A Panorama sono diventato in poco tempo redattore capo; da lì mi offrirono di diventare direttore di ABC. Guadagnavo un casino di soldi.
Ti eri montato la testa?
Un pochino; (ride) ero stato assunto da uno scimpanzé.
Anche qui: metafora?
Mi invita a pranzo Francesco Cardella, editore di ABC, sposato con Raffaella Savinelli, la figlia del re delle pipe. Andammo da Giacomo, uno dei migliori ristoranti di Brera. Lui si presentò con Bobo, una scimmia vestita con giacca e cravatta. Bobo si sedette di fronte a me.
Altro che Caligola.
Bobo perché Cardella era molto legato a Craxi.
E al ristorante?
Cardella serio: “Ti voglio ad ABC, ti pago il doppio di Panorama”. “Forse accetto, ma non voglio cenare con una scimmia”. Bobo uscì con la moglie di Cardella, ma la ritrovai nelle riunioni di redazione.
Tuo padre cosa pensava della tua carriera?
Era contento; una volta fu veramente dolce: “Oggi un signore mi ha chiesto se sono tuo parente”. Quando in teoria doveva essere il contrario.
Le tue doti.
Curioso in maniera totale. Quando da bambino andavo alle feste, aprivo tutti i cassetti del padrone di casa.
Hai mai rinunciato a una notizia?
Ho una carriera strana, mi sono occupato di radio, giornali, televisione...
E... ?
Ho realizzato circa 600 interviste, con qualcuno ho litigato.
Chi?
Uno scrittore.
Pennacchi.
Con lui no, piuttosto mi ha rilasciato un’intervista impubblicabile: per tutto il tempo ha ripetuto solo “stronzo, vaffanculo e cazzo”; poi mi portò in un ristorante pieno di busti di Mussolini e altri gingilli del Ventennio. Uno schifo.
Insomma, lo scrittore?
Ruggero Guarini. Mi scrisse un telegramma: “La diffido dal pubblicare l’intervista di cui mi ha mandato copia perché mutila e tendenziosa e comunque non mi ci riconosco”.
Pubblicata?

- Consegna 1 -
Raccogli tutte le righe dell'elenco in cui compare la parola "target".
Il testo e l'elenco non hanno alcun legame tra loro.

Esempi di etichettatura con maschere:
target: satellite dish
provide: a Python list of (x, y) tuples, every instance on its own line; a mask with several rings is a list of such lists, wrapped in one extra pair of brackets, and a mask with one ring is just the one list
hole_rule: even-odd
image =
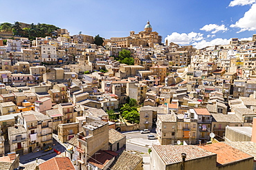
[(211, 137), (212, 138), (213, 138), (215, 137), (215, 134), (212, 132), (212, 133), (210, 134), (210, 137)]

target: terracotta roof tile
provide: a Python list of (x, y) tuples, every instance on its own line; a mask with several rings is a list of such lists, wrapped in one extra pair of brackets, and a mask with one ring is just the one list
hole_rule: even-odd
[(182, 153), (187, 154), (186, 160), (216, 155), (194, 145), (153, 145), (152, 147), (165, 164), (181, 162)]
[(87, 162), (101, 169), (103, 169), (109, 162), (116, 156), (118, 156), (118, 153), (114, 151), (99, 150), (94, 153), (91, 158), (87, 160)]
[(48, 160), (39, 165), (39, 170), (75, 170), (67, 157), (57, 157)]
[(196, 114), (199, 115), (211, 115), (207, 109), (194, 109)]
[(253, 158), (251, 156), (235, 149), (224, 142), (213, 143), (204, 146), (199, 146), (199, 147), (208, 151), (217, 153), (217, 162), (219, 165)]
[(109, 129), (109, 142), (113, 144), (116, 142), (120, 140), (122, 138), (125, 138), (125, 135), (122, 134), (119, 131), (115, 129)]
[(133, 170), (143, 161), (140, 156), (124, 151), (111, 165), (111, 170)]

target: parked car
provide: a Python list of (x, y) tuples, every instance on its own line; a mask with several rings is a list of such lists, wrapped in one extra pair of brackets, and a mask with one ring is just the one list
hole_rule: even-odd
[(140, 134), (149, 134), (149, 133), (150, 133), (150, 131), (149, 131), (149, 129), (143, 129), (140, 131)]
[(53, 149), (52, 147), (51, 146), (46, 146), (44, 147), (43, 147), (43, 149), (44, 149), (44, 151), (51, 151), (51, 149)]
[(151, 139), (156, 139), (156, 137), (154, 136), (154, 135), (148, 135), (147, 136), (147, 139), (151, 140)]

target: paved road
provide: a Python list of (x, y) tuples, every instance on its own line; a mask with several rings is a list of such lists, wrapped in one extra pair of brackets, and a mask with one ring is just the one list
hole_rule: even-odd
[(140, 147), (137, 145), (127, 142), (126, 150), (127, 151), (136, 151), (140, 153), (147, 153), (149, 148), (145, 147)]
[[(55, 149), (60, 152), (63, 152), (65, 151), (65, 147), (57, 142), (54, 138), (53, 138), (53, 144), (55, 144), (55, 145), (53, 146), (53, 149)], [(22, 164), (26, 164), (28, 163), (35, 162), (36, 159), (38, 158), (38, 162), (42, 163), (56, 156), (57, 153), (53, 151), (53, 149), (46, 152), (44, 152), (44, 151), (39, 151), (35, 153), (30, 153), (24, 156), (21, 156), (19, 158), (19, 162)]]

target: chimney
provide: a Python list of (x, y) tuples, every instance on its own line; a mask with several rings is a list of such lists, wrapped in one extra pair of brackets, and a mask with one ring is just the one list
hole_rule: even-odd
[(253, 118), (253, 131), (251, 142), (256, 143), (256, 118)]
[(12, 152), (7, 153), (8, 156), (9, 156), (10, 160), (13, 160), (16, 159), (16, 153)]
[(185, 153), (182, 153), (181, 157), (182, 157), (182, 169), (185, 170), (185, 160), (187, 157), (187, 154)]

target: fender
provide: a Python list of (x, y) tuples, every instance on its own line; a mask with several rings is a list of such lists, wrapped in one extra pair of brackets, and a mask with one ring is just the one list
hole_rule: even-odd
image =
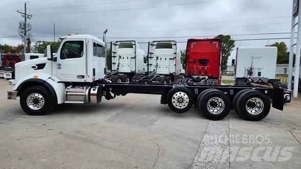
---
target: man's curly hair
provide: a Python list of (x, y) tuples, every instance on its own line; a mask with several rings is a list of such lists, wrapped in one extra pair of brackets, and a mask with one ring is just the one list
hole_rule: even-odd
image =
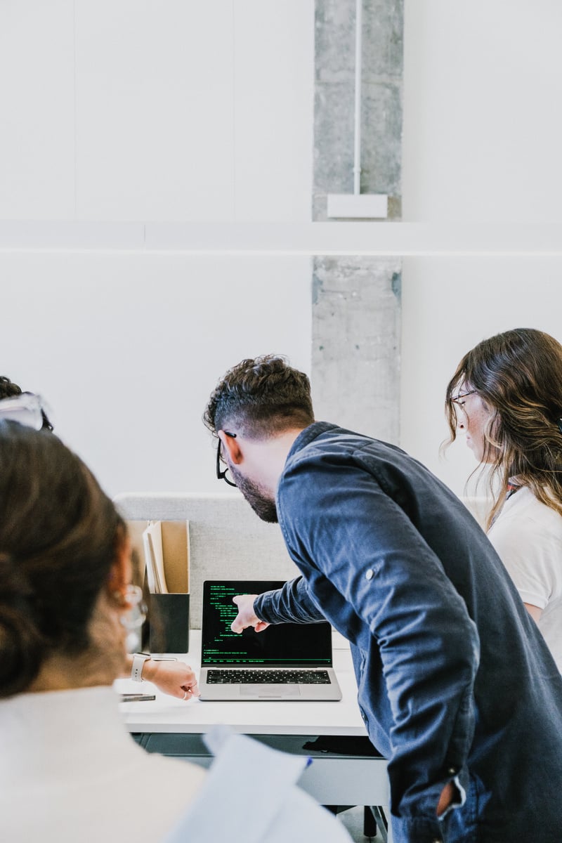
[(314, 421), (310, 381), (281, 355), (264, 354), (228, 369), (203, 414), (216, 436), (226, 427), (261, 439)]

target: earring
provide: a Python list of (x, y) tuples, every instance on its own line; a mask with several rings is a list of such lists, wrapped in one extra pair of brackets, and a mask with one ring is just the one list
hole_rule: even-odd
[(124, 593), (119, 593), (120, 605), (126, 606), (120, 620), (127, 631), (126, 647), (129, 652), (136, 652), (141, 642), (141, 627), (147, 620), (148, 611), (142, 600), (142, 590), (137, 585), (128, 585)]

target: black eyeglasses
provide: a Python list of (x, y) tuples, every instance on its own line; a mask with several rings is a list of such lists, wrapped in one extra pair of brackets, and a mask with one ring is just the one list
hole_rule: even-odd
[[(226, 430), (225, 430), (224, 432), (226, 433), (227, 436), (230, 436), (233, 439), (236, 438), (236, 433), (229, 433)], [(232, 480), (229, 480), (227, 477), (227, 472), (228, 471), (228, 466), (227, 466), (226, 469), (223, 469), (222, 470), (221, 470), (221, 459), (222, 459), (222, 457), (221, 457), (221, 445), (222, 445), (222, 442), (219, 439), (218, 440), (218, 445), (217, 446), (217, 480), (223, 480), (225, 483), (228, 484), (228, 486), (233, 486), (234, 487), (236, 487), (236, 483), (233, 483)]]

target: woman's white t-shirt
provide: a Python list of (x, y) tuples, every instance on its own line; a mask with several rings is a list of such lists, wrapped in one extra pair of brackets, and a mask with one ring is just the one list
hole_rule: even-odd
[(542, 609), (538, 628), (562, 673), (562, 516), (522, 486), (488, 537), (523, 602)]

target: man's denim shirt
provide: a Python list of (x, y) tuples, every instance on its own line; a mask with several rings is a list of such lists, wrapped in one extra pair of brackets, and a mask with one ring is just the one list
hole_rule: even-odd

- Consegna 2 -
Nell'intervista, quali mezzi di comunicazione l'intervistato dice di aver seguito nella sua carriera? Elencali tutti.

- Risposta completa 1 -
target: satellite dish
target: terracotta roof tile
target: parked car
target: paved road
target: chimney
target: fender
target: man's curly hair
target: earring
target: black eyeglasses
target: woman's white t-shirt
target: man's denim shirt

- Risposta completa 2 -
Radio, giornali, televisione.